╭─ EXERCISE INPUTS
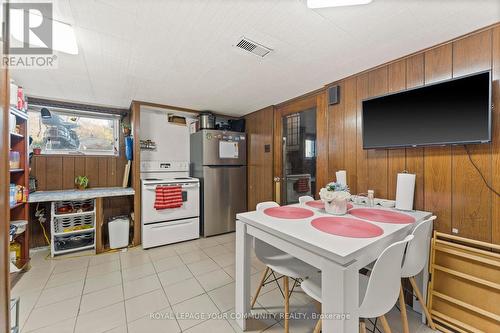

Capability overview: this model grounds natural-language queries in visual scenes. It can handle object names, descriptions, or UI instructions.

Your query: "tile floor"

[13,233,438,333]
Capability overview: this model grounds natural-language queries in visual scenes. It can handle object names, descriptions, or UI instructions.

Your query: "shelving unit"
╰─
◆ **SET EXERCISE**
Reproduce every row above with "visual scenes" changed to "images" and nothing else altered. Omit the pictures from your response.

◆ **EXERCISE OUTPUT**
Capability overview: this model grounds natural-language queries in images. It can handle object names, descriptions, or UI instructions.

Your query: "tile floor"

[13,233,438,333]
Capability overview: this model grounds natural-language queries in images. It can handle object names, descriptions, or UI instructions.

Your query: "shelving unit"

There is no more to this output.